Основываясь на двух-трех анекдотах, мысль о "безумии" царя подхватывают и потомки. Ссылал в Сибирь целыми полками, считают они, накладывал нелепые резолюции и послал казаков "покорять" Индию.

"Полк, в Сибирь марш!" - этот знаменитый рассказ о воинской части, шагавшей в ссылку до известия о гибели императора, вероятно, соединяет две разные истории, - предполагает Н. Я. Эйдельман, - прежде всего это опала, которой по разным причинам подвергся конногвардейский полк: "Дух нашего полка постарались представить в глазах государя как искривление опасное, как дух крамольный, пагубно влияющий на другие полки. Наиболее суровой репрессивной мерой был арест командира полка и шести полковников за "безрассудные их поступки во время маневров". В этот период полк был "изгнан в Царское Село".

Как утверждает Д. Н. Логинов, "во время этой расправы было произнесено (Павлом. - Авт.) среди неистовых криков слово "Сибирь". В тот же день полк выступил из Петербурга, но еще недоумевали и не знали, куда идут, пока не расположились в Царском Селе". Таким образом, произнесено слово "Сибирь", но шагать только до Царского Села; возможно, что оскорбительная угроза отложилась в памяти очевидцев и в будущем заострила описание события. С этим рассказом, вероятно, соединился другой: о казаках, отправленных на завоевание Индии и возвращенных с Востока сразу же после смерти Павла. И вот из одной поздней работы в другую проходит "Полк, в Сибирь!". ...Но не было такого полка! Другая знаменитая история, - продолжает Эйдельман, - на бумагу, содержащую три разноречивых мнения по одному вопросу, Павел будто бы наложил бессмысленную резолюцию "Быть по сему", т. е. как бы одобрил все три мнения сразу. Однако М. В. Клочков, исследовавший этот вопрос в начале XX века, нашел этот документ. Там действительно было три мнения: низшей инстанции, средней и высшей Сената. Резолюция Павла, естественно, означала согласие с последней".

В качестве доказательства "безумия" царя некоторые историки используют его "бредовый" план покорения Индии и посылку туда войска Донского. Этот ошибочный взгляд подробно рассматривается дальше, здесь же необходимо заметить, что франко-русский план покорения Индии был рассмотрен и одобрен самим Наполеоном, а уж его-то никак не заподозрить в безумии.

"В начале нашего столетия, - пишет Н. Эйдельман, - вопрос о душевной болезни Павла стал предметом исследования двух видных психиатров. В 1901 1909 гг. выдержала восемь изданий книга П. И. Ковалевского, где автор (в основном ссылаясь на известные по литературе "павловские анекдоты") делал вывод, что царь принадлежал к дегенератам второй степени с наклонностями к переходу в душевную болезнь в форме бреда преследования". Однако профессор В. Ф. Чиж, основываясь на более широком круге опубликованных материалов, заметил, что Павла нельзя считать маньяком, что он "не страдал душевной болезнью и был психически здоровым человеком". Уже в ту пору, когда обнаружилось расхождение у психиатров, было ясно, что чисто медицинский подход к личности Павла без должного исторического анализа явно недостаточен.

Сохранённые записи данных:

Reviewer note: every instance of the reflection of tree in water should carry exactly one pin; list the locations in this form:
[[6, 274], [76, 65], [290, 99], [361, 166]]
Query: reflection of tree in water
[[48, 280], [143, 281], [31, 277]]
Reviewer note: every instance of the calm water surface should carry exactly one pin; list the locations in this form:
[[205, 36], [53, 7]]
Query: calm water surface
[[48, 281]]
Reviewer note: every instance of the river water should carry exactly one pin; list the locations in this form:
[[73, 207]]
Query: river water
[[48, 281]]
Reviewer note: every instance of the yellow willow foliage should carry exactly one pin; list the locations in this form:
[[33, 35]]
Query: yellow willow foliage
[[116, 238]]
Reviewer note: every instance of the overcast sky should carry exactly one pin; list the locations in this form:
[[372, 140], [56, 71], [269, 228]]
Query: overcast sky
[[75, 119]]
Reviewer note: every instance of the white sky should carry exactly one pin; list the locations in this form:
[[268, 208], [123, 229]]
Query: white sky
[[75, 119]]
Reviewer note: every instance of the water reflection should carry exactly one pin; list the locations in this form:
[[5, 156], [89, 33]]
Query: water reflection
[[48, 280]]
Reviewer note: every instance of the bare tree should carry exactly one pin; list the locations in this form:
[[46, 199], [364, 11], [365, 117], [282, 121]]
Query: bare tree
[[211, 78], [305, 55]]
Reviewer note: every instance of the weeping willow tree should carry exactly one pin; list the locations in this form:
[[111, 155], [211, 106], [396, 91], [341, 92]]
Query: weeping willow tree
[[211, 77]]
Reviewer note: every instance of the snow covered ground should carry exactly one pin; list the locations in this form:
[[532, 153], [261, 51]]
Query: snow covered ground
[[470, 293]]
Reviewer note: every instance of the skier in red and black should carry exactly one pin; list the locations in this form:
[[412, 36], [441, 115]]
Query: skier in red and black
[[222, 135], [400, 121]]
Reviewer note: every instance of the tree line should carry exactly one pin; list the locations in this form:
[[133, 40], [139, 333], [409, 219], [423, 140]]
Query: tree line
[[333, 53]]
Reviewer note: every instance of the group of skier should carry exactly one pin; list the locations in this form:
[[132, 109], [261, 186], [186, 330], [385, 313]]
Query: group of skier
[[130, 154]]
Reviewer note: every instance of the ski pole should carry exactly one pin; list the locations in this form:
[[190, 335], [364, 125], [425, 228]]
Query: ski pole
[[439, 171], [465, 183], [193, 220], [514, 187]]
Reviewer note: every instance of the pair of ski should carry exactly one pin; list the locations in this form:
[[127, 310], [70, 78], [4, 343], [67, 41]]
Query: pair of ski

ЗАДАНИЕ: Перепишите без изменений отрывок из фрагмента текста о Павле: от слов «В качестве доказательства» до слов «заподозрить в безумии.», включая обе границы. Материал для работы не понадобится.

ОЖИДАЕМЫЙ ОТВЕТ:
В качестве доказательства "безумия" царя некоторые историки используют его "бредовый" план покорения Индии и посылку туда войска Донского. Этот ошибочный взгляд подробно рассматривается дальше, здесь же необходимо заметить, что франко-русский план покорения Индии был рассмотрен и одобрен самим Наполеоном, а уж его-то никак не заподозрить в безумии.